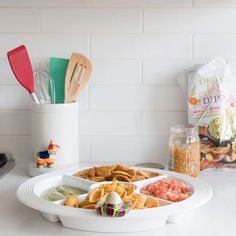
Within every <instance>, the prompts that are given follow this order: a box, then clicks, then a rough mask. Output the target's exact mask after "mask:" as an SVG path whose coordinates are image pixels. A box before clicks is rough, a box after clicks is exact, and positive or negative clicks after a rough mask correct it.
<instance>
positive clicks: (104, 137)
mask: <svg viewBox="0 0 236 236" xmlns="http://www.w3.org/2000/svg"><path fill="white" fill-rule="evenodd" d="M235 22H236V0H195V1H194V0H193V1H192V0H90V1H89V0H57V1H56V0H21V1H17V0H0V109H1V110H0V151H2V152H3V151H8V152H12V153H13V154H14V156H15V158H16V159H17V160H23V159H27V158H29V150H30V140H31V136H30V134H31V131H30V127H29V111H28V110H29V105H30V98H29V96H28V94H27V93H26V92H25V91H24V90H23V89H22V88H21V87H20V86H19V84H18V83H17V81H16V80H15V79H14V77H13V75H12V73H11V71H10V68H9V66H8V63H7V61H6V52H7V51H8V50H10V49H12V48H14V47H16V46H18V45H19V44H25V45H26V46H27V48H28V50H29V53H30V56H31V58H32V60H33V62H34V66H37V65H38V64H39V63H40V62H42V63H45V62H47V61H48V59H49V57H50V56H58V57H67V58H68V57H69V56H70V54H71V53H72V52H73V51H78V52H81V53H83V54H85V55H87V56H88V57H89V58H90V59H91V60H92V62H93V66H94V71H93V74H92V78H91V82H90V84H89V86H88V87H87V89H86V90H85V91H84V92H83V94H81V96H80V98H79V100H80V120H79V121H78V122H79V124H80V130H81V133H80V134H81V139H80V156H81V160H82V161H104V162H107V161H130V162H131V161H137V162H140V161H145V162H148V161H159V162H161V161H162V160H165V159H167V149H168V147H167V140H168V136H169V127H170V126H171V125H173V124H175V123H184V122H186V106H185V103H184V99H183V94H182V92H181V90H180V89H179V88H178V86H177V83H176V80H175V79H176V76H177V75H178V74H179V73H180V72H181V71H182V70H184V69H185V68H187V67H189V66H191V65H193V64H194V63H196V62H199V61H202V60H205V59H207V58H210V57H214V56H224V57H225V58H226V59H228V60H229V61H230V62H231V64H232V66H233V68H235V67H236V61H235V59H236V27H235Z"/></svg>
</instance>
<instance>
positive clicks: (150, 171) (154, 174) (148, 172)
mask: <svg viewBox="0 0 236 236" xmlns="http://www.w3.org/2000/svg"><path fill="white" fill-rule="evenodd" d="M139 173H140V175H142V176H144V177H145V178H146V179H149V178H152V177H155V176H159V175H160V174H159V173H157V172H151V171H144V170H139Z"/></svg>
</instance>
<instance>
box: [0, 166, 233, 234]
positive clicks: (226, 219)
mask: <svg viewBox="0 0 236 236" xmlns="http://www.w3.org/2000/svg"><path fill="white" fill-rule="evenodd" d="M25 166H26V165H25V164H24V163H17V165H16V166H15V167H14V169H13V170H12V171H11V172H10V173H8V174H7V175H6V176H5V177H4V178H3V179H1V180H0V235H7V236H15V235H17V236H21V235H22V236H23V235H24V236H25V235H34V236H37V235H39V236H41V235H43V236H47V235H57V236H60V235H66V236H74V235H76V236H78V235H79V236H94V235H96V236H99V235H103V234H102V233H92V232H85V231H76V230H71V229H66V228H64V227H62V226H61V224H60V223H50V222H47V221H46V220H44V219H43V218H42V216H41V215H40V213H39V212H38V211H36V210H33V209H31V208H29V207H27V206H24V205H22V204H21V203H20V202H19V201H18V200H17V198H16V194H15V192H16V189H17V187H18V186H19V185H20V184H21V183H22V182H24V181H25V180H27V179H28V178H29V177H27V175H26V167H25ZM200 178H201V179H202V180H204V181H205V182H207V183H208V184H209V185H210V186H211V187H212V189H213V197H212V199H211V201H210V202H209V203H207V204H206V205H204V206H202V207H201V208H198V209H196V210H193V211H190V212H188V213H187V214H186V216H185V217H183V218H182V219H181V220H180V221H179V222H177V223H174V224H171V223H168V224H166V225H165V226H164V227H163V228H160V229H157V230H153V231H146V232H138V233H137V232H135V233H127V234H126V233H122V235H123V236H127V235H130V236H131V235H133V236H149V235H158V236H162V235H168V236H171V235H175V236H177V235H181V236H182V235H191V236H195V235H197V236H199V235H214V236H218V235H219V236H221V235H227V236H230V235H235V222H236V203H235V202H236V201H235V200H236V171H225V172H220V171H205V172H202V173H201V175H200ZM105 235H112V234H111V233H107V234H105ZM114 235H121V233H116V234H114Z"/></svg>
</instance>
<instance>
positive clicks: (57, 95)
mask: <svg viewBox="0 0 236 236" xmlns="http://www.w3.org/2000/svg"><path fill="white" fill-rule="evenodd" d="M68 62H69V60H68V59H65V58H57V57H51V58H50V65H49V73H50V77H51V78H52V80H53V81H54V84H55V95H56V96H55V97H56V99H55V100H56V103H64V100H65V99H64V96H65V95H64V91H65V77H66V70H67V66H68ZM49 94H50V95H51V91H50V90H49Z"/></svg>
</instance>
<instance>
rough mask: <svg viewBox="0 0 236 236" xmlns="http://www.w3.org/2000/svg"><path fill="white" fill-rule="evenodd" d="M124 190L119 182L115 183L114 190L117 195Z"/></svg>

----

§ **Exercise**: Find each line in the records that contains the string "clicks", and copy those lines in full.

§ **Task response**:
Within every <instance>, the prompts that are given follow this order: a box, then clicks, then a rough mask. Output the target's exact mask after "mask:" as an SVG path whose coordinates are image pixels. A box before clicks is rough, a box after clicks is exact, and positive or negative clicks after a rough mask correct it.
positive clicks: (104, 137)
positive clicks: (150, 171) (154, 174) (148, 172)
positive clicks: (226, 219)
positive clicks: (57, 95)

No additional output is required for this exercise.